Table 6 MAE, MARE, MSE, RMSE, and R2 statistics of equations obtained by the MGGP method for train and test stages
Fig. 8
figure 8

SR values calculated with MGGP and measured by MGM for train data

Fig. 9
figure 9

SR values calculated with MGGP and measured by MGM for test data

There are three different equations considered in this study: Abdalla, Angstrom, and Hargreaves–Samani. In the last stage of the study, first, comparisons are made for each one of these three equations separately. Then, all equations are compared. While SR estimation by the original Hargreaves–Samani equation turns out to be the least successful one, numerical optimization and MGGP methods yield much closer estimations to the actual values. Considering the RMSE values in Tables 2, 4, and 6, it is observed that the MGGP method has much lower RMSE values than the original Hargreaves–Samani equation and the calibrated Hargreaves–Samani equation. Therefore, the MGGP method is found to be much more successful than the other methods. Although the original Angstrom equation has lower error values than the other two original equations, it is not sufficiently successful in the estimation of SR values obtained with the aid of numerical optimization and the MGGP methods. It is observed in Tables 2, 4, and 6 that the RMSE values of three different methods are close to each other. The original Abdalla equation is identified as the weakest method in SR estimation. The MARE value of the original Abdalla equation for test data is identified as 317.42 (Table 2). However, the MARE values after numerical optimization and the MGGP methods for test data drop down to 10.09 and 8.32 (Tables 4 and 6), respectively. When the numerical optimization and the MGGP methods are compared, it is observed that the MGGP method has lower error values.

DATA EXTRACT:

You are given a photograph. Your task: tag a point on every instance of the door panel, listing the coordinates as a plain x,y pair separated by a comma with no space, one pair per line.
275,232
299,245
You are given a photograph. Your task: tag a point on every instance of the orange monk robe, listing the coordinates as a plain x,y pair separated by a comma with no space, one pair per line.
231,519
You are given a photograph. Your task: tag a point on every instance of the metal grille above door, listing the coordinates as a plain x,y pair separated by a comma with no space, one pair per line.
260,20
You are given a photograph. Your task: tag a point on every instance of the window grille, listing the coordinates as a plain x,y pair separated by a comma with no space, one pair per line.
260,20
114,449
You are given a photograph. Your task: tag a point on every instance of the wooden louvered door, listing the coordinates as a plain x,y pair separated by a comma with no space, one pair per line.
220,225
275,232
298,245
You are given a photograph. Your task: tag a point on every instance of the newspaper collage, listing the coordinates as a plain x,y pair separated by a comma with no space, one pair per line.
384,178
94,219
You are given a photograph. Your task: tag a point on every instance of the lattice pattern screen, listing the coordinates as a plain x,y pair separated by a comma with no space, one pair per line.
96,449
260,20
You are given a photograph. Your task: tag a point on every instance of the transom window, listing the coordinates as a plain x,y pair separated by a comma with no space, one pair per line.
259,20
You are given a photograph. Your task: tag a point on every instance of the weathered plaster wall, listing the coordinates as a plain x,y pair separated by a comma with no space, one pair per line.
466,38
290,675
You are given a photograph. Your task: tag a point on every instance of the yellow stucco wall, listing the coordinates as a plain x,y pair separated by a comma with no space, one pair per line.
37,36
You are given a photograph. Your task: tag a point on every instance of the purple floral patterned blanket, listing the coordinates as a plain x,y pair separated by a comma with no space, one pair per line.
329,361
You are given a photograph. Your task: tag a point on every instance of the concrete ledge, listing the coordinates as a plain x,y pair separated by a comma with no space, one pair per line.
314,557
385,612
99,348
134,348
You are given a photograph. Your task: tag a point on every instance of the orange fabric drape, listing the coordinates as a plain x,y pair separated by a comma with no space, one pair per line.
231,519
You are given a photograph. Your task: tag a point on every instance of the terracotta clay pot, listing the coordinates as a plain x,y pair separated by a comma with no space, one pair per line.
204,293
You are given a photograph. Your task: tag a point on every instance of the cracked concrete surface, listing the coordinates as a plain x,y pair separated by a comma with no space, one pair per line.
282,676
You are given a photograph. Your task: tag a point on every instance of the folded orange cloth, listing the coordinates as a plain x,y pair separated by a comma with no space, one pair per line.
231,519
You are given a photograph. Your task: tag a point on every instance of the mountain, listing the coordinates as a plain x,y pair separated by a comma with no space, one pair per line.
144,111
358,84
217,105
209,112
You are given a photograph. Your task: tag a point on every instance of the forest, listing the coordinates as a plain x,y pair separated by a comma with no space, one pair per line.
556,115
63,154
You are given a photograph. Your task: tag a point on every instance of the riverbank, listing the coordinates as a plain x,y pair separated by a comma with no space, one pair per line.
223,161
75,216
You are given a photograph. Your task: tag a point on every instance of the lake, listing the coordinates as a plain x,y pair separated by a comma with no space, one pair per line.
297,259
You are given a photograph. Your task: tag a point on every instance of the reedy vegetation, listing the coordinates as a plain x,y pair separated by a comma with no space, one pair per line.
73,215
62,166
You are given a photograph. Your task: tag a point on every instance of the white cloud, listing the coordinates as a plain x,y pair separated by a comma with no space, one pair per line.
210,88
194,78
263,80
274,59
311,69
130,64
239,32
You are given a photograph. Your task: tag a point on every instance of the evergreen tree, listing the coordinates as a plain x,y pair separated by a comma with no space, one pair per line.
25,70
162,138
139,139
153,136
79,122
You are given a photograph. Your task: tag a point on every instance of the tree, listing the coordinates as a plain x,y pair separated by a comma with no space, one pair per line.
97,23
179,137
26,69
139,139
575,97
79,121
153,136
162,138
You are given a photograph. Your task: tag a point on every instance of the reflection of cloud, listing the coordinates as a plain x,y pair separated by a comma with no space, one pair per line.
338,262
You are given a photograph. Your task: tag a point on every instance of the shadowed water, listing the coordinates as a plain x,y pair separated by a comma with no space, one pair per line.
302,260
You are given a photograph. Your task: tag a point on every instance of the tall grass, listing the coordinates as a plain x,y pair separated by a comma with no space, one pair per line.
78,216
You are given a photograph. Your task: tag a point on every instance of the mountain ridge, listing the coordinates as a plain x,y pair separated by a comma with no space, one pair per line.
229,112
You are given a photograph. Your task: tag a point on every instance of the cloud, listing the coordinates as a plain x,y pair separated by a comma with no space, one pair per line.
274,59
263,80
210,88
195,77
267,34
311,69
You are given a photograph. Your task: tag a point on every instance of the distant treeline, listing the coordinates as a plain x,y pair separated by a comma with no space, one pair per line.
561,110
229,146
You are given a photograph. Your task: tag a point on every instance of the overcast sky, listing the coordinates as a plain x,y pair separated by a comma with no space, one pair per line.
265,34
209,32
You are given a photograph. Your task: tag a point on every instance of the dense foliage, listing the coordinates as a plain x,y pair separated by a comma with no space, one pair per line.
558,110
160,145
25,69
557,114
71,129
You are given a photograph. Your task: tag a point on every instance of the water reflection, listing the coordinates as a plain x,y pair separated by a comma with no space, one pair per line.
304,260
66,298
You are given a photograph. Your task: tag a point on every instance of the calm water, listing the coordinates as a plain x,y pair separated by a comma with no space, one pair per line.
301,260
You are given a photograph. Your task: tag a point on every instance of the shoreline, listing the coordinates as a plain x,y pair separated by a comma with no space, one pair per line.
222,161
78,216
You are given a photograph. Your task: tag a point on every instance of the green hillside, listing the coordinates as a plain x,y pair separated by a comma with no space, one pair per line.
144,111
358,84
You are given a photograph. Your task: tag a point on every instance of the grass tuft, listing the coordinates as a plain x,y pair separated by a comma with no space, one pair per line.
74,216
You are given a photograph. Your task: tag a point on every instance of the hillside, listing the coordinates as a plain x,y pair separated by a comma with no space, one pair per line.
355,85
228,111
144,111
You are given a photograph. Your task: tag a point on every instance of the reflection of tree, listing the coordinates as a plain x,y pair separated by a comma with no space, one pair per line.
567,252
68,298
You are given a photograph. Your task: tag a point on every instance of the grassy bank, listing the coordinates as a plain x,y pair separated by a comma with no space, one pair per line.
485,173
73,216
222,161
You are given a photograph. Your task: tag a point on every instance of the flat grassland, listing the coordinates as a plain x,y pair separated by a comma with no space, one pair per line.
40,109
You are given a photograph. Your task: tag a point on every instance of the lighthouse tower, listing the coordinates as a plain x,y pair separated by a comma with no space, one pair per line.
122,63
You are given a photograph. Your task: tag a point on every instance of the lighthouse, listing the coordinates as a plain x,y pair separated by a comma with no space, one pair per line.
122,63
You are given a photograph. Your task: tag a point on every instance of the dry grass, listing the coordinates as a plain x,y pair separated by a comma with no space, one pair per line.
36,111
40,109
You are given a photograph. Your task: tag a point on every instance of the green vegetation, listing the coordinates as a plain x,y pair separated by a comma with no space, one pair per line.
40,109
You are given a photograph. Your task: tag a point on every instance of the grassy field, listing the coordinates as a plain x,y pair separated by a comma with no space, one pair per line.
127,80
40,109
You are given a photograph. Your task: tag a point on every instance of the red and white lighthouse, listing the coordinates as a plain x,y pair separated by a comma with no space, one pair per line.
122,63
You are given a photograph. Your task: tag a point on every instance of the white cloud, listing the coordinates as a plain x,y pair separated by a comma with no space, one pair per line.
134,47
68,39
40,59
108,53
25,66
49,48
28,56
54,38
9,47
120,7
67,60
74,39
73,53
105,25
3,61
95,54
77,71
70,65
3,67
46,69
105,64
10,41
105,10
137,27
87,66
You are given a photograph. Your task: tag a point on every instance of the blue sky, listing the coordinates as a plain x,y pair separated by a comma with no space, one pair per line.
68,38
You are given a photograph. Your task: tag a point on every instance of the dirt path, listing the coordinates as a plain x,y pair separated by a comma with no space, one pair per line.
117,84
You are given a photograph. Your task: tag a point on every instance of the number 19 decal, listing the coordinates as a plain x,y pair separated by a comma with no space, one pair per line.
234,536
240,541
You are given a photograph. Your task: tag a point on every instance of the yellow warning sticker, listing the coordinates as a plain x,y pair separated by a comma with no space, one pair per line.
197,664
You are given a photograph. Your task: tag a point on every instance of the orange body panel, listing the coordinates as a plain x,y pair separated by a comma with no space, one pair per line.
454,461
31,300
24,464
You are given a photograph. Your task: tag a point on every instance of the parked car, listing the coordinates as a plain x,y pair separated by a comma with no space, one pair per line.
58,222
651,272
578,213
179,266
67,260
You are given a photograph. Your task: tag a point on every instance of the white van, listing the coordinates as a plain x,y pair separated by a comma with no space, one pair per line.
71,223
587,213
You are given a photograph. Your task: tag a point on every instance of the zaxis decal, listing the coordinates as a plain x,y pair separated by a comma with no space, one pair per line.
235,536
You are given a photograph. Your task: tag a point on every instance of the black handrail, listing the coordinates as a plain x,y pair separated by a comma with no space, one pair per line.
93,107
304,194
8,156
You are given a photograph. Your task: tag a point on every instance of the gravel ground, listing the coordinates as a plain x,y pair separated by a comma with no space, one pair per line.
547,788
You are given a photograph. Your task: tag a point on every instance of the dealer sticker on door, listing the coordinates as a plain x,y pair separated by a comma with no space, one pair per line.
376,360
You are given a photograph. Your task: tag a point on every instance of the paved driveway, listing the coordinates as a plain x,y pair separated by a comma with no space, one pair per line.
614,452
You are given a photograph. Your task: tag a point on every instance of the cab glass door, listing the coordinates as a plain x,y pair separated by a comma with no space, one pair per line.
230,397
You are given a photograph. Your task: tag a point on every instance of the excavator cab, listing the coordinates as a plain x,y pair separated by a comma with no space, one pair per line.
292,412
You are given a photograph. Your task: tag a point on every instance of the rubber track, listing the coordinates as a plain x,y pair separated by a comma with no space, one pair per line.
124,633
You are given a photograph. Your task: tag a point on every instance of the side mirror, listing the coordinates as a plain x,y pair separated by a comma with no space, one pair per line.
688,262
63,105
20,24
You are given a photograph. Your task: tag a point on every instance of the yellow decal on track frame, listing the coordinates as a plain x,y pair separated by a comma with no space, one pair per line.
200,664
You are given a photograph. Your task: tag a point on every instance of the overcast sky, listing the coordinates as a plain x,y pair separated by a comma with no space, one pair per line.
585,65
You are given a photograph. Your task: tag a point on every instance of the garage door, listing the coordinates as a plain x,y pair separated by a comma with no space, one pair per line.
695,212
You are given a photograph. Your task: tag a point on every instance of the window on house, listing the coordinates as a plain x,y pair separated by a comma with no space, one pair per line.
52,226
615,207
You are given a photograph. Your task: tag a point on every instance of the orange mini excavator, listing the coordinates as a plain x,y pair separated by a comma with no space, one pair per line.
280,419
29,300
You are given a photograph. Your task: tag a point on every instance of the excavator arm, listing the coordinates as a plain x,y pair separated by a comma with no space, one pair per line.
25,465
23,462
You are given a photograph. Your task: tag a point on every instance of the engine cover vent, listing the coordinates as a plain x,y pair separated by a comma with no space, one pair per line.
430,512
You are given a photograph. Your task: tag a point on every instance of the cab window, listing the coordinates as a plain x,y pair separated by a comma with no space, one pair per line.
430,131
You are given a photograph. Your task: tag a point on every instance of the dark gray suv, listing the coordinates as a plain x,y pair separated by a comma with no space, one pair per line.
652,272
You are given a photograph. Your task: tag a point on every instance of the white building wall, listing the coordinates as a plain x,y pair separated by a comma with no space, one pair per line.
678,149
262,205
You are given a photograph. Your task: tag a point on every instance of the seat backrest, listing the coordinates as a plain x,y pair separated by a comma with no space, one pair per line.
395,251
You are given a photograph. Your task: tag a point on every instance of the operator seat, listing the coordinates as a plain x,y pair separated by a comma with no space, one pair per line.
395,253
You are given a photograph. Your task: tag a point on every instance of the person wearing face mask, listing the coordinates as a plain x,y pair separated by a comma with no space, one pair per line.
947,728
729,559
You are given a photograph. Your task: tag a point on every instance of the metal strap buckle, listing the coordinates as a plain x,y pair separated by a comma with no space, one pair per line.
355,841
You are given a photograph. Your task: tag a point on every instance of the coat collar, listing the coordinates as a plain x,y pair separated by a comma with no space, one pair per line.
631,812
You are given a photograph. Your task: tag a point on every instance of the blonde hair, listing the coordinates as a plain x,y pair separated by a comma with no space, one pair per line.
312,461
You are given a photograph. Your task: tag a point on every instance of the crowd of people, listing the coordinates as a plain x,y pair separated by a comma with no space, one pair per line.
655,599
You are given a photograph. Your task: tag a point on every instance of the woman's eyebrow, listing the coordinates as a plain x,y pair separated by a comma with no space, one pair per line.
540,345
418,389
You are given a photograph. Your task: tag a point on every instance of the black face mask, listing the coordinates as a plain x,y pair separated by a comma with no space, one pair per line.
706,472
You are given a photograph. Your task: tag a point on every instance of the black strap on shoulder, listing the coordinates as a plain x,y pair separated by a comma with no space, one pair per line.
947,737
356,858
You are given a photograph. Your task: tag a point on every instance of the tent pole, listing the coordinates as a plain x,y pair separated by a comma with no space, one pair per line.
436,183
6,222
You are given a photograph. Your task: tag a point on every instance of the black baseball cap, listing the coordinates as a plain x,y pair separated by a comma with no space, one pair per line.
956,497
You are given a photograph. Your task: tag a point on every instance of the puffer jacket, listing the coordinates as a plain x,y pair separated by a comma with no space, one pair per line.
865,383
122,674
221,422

EXERCISE REQUIREMENTS:
List the statistics named in the Table 6 caption of the passage on SR estimation. The material is separate from the passage on SR estimation.

ANSWER BELOW:
MAE, MARE, MSE, RMSE, R2